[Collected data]
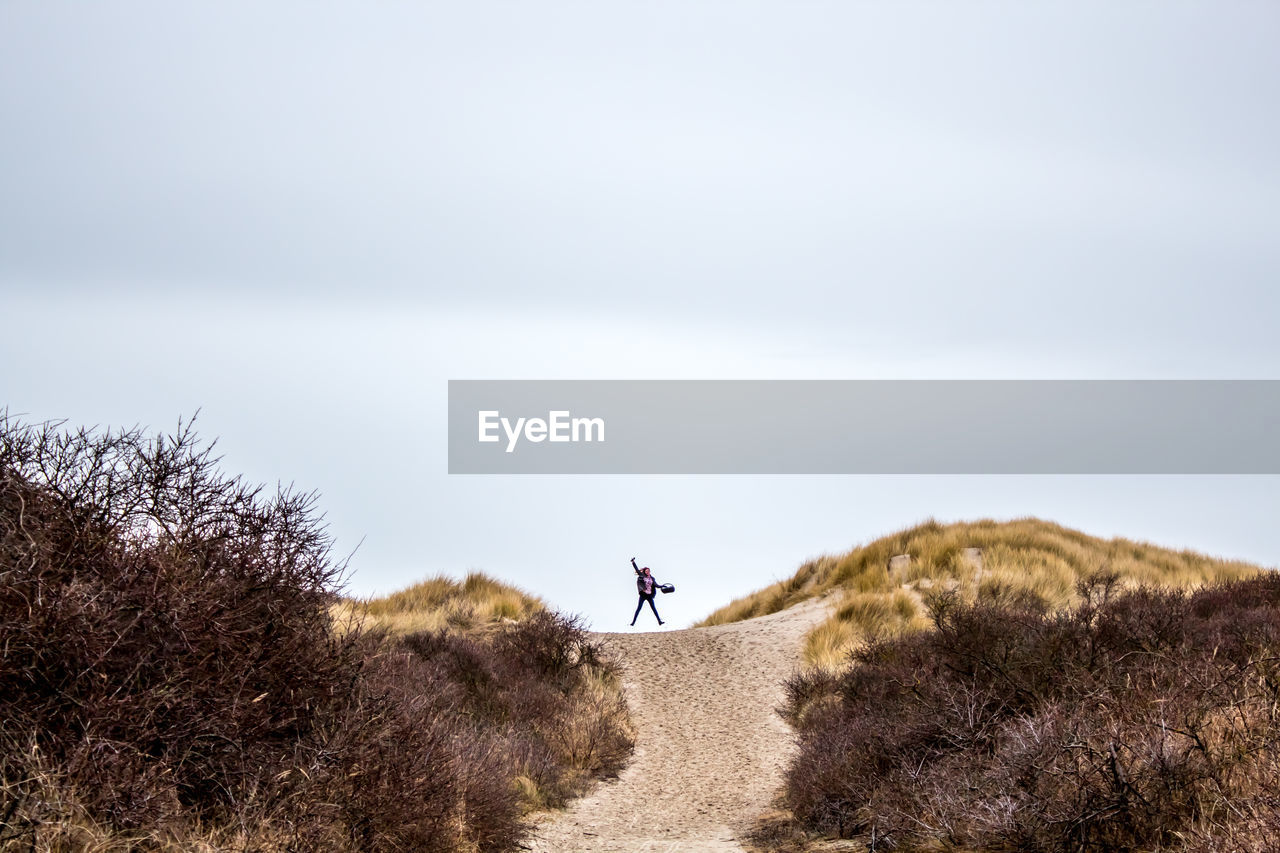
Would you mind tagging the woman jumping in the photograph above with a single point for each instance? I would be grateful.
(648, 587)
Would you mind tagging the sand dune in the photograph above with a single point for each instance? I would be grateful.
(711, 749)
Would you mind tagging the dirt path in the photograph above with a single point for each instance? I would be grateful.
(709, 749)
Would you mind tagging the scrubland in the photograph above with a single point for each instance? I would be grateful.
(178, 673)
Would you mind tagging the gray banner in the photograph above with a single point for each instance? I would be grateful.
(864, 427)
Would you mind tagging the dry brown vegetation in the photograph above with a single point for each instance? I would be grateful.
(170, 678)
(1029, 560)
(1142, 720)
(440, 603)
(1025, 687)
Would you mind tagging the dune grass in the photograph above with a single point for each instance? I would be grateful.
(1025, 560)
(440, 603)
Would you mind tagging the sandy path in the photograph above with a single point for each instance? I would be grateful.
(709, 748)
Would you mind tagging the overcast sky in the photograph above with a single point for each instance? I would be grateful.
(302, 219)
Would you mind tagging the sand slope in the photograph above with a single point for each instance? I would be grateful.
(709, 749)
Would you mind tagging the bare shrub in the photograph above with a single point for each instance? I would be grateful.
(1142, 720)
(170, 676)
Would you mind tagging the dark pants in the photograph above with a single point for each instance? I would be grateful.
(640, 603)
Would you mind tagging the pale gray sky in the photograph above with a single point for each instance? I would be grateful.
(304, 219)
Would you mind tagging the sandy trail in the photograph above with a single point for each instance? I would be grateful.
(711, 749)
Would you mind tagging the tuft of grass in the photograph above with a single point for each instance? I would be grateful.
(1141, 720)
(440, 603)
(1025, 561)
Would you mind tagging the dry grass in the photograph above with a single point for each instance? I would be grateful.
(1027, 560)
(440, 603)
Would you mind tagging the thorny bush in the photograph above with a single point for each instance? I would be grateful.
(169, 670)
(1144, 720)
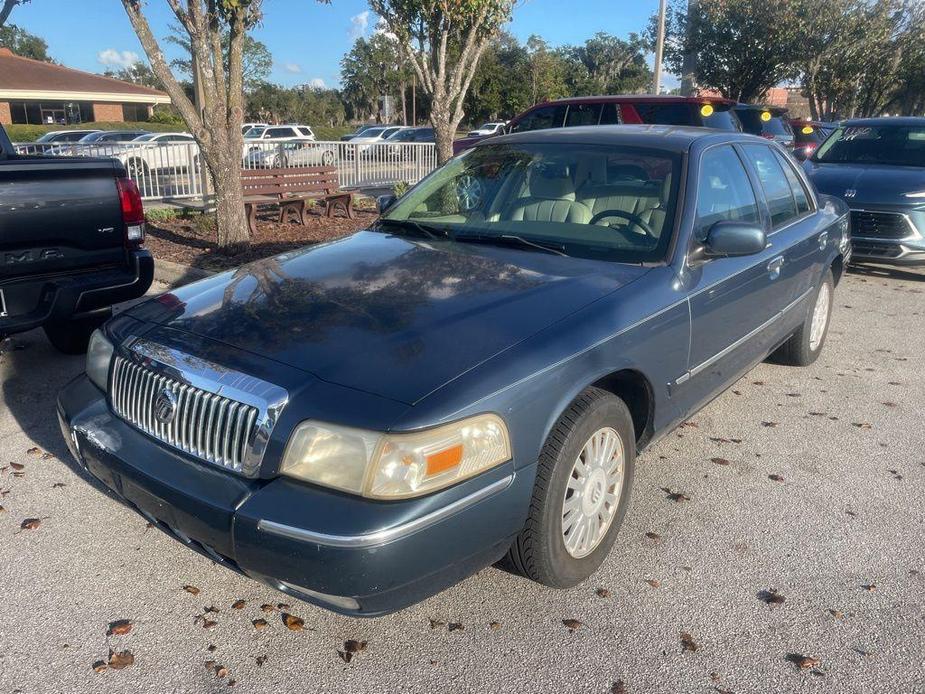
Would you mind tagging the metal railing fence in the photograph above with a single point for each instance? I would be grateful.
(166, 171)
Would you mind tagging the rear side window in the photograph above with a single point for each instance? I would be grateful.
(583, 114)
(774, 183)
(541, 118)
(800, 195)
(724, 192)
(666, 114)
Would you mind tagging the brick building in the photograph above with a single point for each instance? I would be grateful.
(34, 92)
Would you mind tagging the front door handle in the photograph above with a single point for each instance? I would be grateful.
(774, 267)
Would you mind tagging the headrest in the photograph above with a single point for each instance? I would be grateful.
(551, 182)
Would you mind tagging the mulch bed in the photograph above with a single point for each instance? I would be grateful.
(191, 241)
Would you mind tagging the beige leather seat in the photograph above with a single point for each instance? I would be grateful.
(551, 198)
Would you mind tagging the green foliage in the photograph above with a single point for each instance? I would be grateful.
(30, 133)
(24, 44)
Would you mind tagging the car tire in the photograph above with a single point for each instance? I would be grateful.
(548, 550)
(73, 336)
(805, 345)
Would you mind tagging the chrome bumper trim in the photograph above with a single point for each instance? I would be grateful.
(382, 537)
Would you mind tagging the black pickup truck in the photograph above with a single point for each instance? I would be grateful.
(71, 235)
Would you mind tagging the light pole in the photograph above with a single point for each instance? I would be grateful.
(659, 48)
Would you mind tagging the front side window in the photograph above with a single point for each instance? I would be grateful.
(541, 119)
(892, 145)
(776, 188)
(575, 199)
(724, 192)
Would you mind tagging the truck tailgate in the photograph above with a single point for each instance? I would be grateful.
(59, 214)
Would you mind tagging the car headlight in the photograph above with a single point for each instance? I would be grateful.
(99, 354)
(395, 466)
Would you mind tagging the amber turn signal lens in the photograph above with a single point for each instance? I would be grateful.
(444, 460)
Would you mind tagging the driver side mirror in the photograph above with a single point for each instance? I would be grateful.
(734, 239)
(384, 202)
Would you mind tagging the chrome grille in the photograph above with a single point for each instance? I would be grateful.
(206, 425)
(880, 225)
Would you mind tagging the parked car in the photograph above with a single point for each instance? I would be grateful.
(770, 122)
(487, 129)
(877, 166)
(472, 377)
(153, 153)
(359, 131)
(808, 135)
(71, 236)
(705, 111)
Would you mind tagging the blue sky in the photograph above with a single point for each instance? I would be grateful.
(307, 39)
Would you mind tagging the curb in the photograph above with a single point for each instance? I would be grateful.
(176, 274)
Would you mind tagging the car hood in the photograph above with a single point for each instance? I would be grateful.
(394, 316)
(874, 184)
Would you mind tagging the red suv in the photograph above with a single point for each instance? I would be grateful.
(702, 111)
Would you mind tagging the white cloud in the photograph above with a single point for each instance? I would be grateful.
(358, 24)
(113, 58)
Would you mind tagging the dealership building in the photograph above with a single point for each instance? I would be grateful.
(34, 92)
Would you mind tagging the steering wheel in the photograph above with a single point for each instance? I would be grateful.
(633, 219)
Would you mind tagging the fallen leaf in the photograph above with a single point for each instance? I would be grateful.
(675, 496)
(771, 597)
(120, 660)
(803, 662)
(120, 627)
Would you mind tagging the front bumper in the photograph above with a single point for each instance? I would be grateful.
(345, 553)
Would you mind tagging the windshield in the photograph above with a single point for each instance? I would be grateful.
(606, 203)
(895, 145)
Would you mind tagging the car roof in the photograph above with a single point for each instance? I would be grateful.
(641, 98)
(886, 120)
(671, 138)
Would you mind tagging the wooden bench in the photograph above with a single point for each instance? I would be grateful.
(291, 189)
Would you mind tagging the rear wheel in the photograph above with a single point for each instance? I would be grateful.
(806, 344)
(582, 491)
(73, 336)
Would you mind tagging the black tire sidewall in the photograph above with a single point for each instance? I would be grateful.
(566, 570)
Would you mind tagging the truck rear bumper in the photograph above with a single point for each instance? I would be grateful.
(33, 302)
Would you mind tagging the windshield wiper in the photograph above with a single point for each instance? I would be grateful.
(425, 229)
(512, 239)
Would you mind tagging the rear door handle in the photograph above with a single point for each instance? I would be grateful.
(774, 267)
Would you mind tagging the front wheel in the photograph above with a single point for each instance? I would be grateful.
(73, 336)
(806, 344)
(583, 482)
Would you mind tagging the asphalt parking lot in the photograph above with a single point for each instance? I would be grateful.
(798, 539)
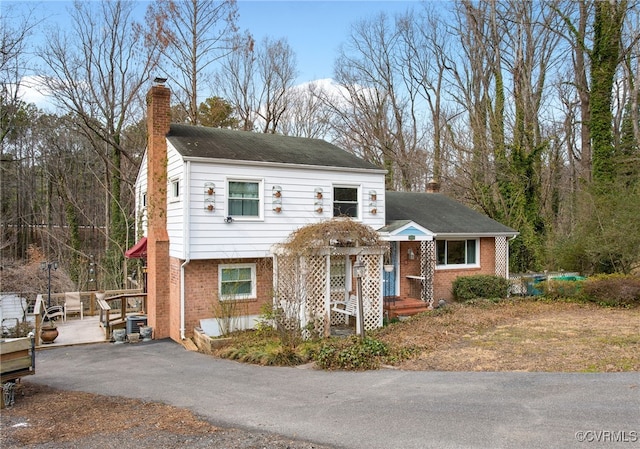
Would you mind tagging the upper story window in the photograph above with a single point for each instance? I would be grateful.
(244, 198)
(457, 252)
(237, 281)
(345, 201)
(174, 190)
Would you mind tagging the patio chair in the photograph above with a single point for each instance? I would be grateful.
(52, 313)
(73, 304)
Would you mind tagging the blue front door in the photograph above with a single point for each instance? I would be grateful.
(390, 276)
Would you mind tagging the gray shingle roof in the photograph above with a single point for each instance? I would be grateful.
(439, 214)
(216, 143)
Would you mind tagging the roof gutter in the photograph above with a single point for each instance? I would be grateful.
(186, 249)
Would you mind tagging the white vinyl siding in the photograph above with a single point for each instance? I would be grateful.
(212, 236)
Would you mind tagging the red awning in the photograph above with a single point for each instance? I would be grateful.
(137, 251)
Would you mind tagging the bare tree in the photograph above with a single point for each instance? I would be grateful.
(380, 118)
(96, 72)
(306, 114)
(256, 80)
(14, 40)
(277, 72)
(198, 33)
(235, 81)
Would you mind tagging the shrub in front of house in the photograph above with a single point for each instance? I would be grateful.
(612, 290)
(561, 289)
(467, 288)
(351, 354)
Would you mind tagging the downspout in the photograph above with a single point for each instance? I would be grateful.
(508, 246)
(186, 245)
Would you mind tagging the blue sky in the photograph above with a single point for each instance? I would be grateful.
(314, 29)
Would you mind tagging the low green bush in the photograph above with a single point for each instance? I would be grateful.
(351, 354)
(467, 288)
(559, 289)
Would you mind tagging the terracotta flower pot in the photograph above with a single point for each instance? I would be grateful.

Prompt:
A faithful, complete copy of the records above is required, one that contains no pictures.

Exercise answer:
Would you mind tagging the woman jumping in the photograph above with a single point for each instance? I would be grateful.
(648, 587)
Would you mind tagging the sand dune in the photograph above with a single point for each instance? I would be grateful.
(711, 749)
Would you mind tagging the dirt path in the photograph above with a single point for each instance? I would be grateful.
(709, 749)
Would you mind tagging the scrubland in the photograph above with a single point for each instance? I would be grateful.
(178, 673)
Would you mind tagging the gray banner in the photograph above with a single point for each instance? I would be grateful.
(864, 427)
Would you mind tagging the dry brown vegetation in the photograph above with a single point for each instance? I would be grateful.
(170, 678)
(1029, 560)
(1142, 720)
(440, 603)
(1025, 687)
Would you mind tagging the dune grass in the photograph above with a single point for each instance? I would be grateful.
(1025, 560)
(440, 603)
Would you mind tagging the sandy path in the photograph above with a single point for each instance? I would be grateful.
(709, 748)
Would you mind tagging the overcast sky in the photograph above with a single point for each instance? I would be grateful.
(302, 219)
Would you mind tagging the sand slope in the photograph above with a single point for each instance? I would be grateful.
(709, 749)
Would you mind tagging the bare shrub in the photograph above with a single point for each instance? I would be grateful.
(1142, 720)
(170, 676)
Would you mind tagging the dark pants in the photograph above with a single point for each instance? I would be grateful.
(640, 603)
Would you mind tagging the pale gray sky in the photograph above with a single point for each instance? I would be grateful.
(304, 219)
Would you mind tagging the sandy trail in the photograph above with a single point for each instance? I would be grateful.
(711, 749)
Would you mind tagging the tuft of grass in the photograph above with a single point for each instance? I would be grateful.
(1141, 720)
(440, 603)
(1025, 561)
Would you mind tagging the dry grass in the photograph above with a single point for each instance? I would be grateful.
(1027, 560)
(440, 603)
Would you mind tagging the thorny bush in the photograph above with a single point for each instance? I would be grateful.
(169, 670)
(1144, 720)
Would you mind tagging the metal railing fence in the photograph above with a single point for each instance? I would be grateful.
(166, 171)
Would you mind tagging the rear side window in the photograph above with a single point for each instance? I would be grateful.
(583, 114)
(774, 183)
(541, 118)
(800, 195)
(724, 192)
(666, 114)
Would you mind tagging the brick building in the photograph above with a single point for each instance? I would be grateful.
(34, 92)
Would you mind tagging the front door handle in the photograph above with a single point for each instance? I would be grateful.
(774, 267)
Would you mind tagging the headrest in the photograph above with a single point for each instance? I would be grateful.
(551, 182)
Would you mind tagging the mulch bed in the photograph above with a single point for each instance? I would be grateful.
(191, 241)
Would you mind tagging the beige leather seat in the photograph above with a single point for each instance? I would be grateful.
(551, 198)
Would you mind tagging the green foliage in the photograph above with a single point for each instance? I would be grateful.
(30, 133)
(24, 44)
Would you mind tagging the car tire in the photograph above with a single point for each instance? I would be grateful.
(548, 550)
(73, 336)
(805, 345)
Would you mind tagging the chrome bumper trim in the photograph above with a single point for each instance? I would be grateful.
(382, 537)
Would you mind tagging the black pickup truck in the photograph above with a single point for each instance? I would be grateful.
(71, 235)
Would you mind tagging the light pole in the photograph above with a single point for each instance? I would be grateful.
(659, 48)
Would you mind tagging the front side window in the photograph above with a single point for each instance? I would be grateful.
(541, 119)
(892, 145)
(776, 188)
(575, 199)
(724, 192)
Would you mind tagging the truck tailgate in the photograph above with a single point for each instance? I would be grateful.
(59, 214)
Would you mind tagging the car headlight in the photograph above with a single point for each instance? I would be grateful.
(99, 354)
(395, 466)
Would you mind tagging the amber turn signal lens in the photograph above with a single point for each instance? I would be grateful.
(444, 460)
Would you mind tagging the driver side mirror in the photograph above with a single point for each instance? I would be grateful.
(734, 239)
(384, 202)
Would you mind tagging the chrome grille in the photograph above with a single point for each instance? I would be grateful.
(206, 425)
(880, 225)
Would you mind tagging the parked car in the photograph above with a single point for each instance? I would be grateful.
(770, 122)
(487, 129)
(877, 166)
(472, 377)
(153, 153)
(359, 131)
(808, 135)
(71, 236)
(705, 111)
Would you mind tagging the blue sky in the photograph above with a single point for each instance? I would be grateful.
(307, 39)
Would you mind tagging the curb in the photograph above with a single point for each instance? I would be grateful.
(176, 274)
Would you mind tagging the car hood in the photograph above with a single point for each instance? I would be grateful.
(394, 316)
(874, 184)
Would you mind tagging the red suv in the photograph above with a single point for each instance? I would be grateful.
(702, 111)
Would you mind tagging the white cloud in the photograph above with a single point for each instance? I would be grateful.
(358, 24)
(113, 58)
Would you mind tagging the dealership building in the photograph above with a single point for each instance? I would be grateful.
(34, 92)
Would you mind tagging the steering wheel in the photograph above with a single point for each instance? I would be grateful.
(633, 219)
Would you mind tagging the fallen leaf in the photograph above with a single point for each instance? I would be grateful.
(675, 496)
(771, 597)
(120, 660)
(803, 662)
(120, 627)
Would you mind tagging the front bumper in the photograph above with a single point for each instance? I would be grateful.
(345, 553)
Would you mind tagging the windshield in the photograph above with a single point for each instance? I would be grateful.
(606, 203)
(895, 145)
Would you mind tagging the car roof in the photograph above with a single point for each instance? I would be grateful.
(641, 98)
(886, 120)
(671, 138)
Would you mind tagging the wooden bench in the photograph above with a single point for each instance? I would be grateful.
(291, 189)
Would you mind tagging the rear wheel in the photograph above with a single point for each instance? I would be grateful.
(806, 344)
(582, 491)
(73, 336)
Would you mind tagging the black tire sidewall in the photograph above with a single point for each instance? I would be grateful.
(566, 570)
Would you mind tagging the truck rear bumper in the photograph above with a single point for each instance? I would be grateful.
(33, 302)
Would you mind tagging the windshield wiper in the photograph above with a single point for each instance? I would be grateful.
(425, 229)
(512, 239)
Would you mind tagging the rear door handle in the photograph above with a single point for each instance? I would be grateful.
(774, 267)
Would you mind tagging the front wheel in the photograph above with a single point for each instance? I would be grateful.
(73, 336)
(806, 344)
(583, 482)
Would you mind tagging the asphalt parking lot in the photograph above with a single point for each instance? I would be grateful.
(798, 539)
Would you mind tagging the upper story window in the photograph above with a single point for each instance? I would be grateful.
(244, 198)
(457, 252)
(237, 281)
(345, 201)
(174, 190)
Would you mind tagging the patio chair in the photograph above with a single point for each instance? I would be grateful.
(52, 313)
(73, 304)
Would you mind tagging the blue front door in the photograph above with a single point for each instance? I would be grateful.
(390, 276)
Would you mind tagging the gray shingle roof in the photograph above with a single point for each instance? I would be grateful.
(439, 214)
(216, 143)
Would you mind tagging the roof gutter in the photograph above with a single point for each instance? I would be grateful.
(186, 249)
Would you mind tagging the white vinyl siding in the photograph above with a single point for each instance? I would be grateful.
(212, 236)
Would you mind tagging the red awning in the photograph above with a single point for each instance? I would be grateful.
(137, 251)
Would you mind tagging the bare tree in the photograph above with a single point for each instance? I would be grateful.
(380, 118)
(96, 72)
(306, 114)
(256, 80)
(14, 40)
(277, 72)
(198, 33)
(235, 81)
Would you mind tagging the shrub in front of house in the photograph above with a single point for each instance? I would be grateful.
(612, 290)
(561, 289)
(467, 288)
(351, 354)
Would you mind tagging the downspout in the photograph above with a single point for each instance? I would be grateful.
(508, 246)
(186, 245)
Would you mind tagging the blue sky in the photograph above with a single point for each instance? I would be grateful.
(314, 29)
Would you mind tagging the low green bush in the photograph above with a single point for each instance? I would be grateful.
(351, 354)
(467, 288)
(559, 289)
Would you mind tagging the terracotta flower pot in the photograph above with a single point for each instance? I would be grateful.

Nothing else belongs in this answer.